The things you are talking about here, Fano planes and Jacobi functions, are things that some of my correspondents also talk about. In particular, Michael Rios see math-ph/0503015. Marni Sheppeard in her blog:

http://kea-monad.blogspot.com/2007/08/m-theory-lesson-80.html

talks about Fano planes and references a blog post of mine which link is out of date. To see what she is talking about, with respect to Fano planes, see the diagrams at this post:

http://carlbrannen.wordpress.com/2007/10/04/fict

Uh, in the comments, "Kea" is Marni Sheppeard, and "Kneemo" is Michael Rios. The drawings show how to calculate topological phase for the Pauli MUBs. I don't know if they have much to do with Fano planes but the higher math types seemed interested.

By the way, regarding your essay, an interesting paper has come by on arXiv that sort of agrees with both of our papers. See:

http://arxiv.org/abs/0901.4917

and other papers by Walter Smilga.

The paper gives a derivation of a rather accurate formula for the fine structure constant originally found by Wyler. It's based on the assumption that the correct symmetry group is SO(3,2) rather than Poincare.

This fits in with what I'm doing because I've got two copies of the the time coordinate, that is, the usual time and the absolute age of the universe. So it's quite natural that one would need a larger symmetry group for this. My original work on the fermions was based on extending the Dirac algebra by adding one hidden dimension to it, which amounts to the same thing (since the Dirac algebra is complex, the sign of the additional dimension doesn't effect the algebra any).

And it fits in with what you're doing because this symmetry is related to AdS in some manner. I'm not a gravity guy and can't explain this further.

_ _ _

## TO BE DONE
Summarize the comment in two sentences. Rely only on the comment above.

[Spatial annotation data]
_ _ _

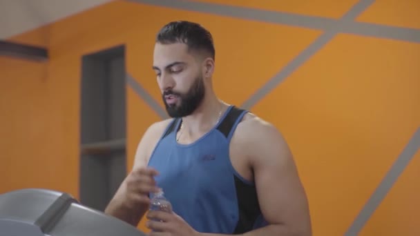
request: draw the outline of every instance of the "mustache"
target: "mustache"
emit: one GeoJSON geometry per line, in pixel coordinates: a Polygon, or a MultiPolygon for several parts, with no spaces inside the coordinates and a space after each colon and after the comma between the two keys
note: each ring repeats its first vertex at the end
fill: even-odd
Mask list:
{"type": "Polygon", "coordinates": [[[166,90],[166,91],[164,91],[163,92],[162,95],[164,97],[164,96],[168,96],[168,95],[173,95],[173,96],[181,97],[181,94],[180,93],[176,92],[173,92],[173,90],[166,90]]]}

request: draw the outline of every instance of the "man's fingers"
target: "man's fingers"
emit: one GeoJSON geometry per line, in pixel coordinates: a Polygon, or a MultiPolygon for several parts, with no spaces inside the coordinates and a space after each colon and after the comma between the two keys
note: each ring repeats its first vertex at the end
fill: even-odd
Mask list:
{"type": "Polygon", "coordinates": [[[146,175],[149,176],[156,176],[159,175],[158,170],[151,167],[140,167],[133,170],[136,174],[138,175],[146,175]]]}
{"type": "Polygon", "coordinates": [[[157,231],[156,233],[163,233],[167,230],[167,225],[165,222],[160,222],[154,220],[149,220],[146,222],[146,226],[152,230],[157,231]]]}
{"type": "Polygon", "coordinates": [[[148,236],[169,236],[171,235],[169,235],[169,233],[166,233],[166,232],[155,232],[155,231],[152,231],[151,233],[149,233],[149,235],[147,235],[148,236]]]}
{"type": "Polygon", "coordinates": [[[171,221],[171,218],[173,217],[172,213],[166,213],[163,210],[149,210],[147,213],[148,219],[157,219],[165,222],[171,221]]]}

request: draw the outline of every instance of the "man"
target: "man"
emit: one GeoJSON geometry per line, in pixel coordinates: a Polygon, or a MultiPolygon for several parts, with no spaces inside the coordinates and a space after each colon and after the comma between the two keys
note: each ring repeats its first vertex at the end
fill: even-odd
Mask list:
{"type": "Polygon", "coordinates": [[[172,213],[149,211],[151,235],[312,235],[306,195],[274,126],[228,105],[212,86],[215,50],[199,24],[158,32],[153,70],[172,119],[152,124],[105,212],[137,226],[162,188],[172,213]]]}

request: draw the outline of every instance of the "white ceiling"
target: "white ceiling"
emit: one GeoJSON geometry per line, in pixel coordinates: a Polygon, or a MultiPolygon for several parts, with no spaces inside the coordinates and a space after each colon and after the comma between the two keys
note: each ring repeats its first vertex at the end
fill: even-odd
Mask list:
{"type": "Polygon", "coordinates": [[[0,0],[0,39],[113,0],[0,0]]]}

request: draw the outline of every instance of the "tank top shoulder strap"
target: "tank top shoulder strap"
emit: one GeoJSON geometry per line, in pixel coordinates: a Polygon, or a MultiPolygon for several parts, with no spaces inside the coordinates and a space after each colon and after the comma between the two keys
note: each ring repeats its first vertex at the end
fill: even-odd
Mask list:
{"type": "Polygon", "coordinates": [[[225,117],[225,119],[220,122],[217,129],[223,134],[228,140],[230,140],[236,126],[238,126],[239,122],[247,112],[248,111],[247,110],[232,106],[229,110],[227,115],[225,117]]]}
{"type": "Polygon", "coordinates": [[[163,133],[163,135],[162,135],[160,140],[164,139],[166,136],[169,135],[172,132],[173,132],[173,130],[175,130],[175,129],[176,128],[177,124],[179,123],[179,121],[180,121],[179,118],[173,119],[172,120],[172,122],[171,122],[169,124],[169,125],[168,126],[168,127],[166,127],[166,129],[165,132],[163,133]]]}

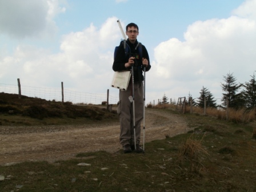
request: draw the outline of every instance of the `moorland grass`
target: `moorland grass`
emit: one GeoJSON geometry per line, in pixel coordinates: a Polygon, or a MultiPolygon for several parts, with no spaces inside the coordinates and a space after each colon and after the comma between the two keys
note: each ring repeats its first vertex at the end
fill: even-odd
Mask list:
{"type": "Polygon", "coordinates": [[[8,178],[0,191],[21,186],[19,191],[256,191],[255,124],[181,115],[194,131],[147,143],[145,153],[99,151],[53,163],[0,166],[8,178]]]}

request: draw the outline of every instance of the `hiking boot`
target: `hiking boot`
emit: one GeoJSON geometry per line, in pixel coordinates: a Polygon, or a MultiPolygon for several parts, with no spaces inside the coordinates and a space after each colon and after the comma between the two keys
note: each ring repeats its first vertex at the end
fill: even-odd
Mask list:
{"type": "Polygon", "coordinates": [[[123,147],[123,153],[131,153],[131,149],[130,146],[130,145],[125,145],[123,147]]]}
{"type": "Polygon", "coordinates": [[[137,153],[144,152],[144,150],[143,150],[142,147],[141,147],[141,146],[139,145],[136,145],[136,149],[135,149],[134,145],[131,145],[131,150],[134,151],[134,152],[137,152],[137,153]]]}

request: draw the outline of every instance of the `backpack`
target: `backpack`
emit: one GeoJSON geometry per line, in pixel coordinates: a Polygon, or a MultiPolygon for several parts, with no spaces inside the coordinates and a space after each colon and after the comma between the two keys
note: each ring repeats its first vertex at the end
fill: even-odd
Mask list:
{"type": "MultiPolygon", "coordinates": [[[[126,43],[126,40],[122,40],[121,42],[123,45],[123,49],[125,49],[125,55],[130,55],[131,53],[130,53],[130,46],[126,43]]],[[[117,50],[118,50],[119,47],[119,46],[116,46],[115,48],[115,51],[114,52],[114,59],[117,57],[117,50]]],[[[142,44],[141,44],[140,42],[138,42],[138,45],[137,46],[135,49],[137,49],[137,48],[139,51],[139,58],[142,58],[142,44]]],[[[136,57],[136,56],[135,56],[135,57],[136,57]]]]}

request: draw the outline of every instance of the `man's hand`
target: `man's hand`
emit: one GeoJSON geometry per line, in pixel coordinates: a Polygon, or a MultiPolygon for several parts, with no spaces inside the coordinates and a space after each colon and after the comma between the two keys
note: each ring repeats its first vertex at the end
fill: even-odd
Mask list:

_ _ _

## ANSWER TO THE TASK
The writer says that correspondents Michael Rios and Marni Sheppeard also discuss Fano planes and Jacobi functions, and points to blog posts whose diagrams show how to calculate topological phase for the Pauli MUBs. The writer also highlights an arXiv paper by Walter Smilga that derives Wyler's formula for the fine structure constant by assuming SO(3,2) symmetry instead of Poincare, which fits both the writer's use of two time coordinates and the reader's work, since this symmetry is related to AdS.